## begin
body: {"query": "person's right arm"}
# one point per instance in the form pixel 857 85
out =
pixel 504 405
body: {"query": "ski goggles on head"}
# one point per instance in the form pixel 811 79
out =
## end
**Work to complete**: Reproduce every line of the listing above, requests included. Multiply each pixel coordinate in the answers by 0.8 and round to whole numbers, with halves rounded up. Leave the numbers in the requests and their format samples unchanged.

**Response**:
body: {"query": "person's right arm"}
# one point per instance in the form pixel 857 85
out =
pixel 403 324
body: {"query": "ski goggles on head"}
# one point per instance in the form pixel 811 79
out =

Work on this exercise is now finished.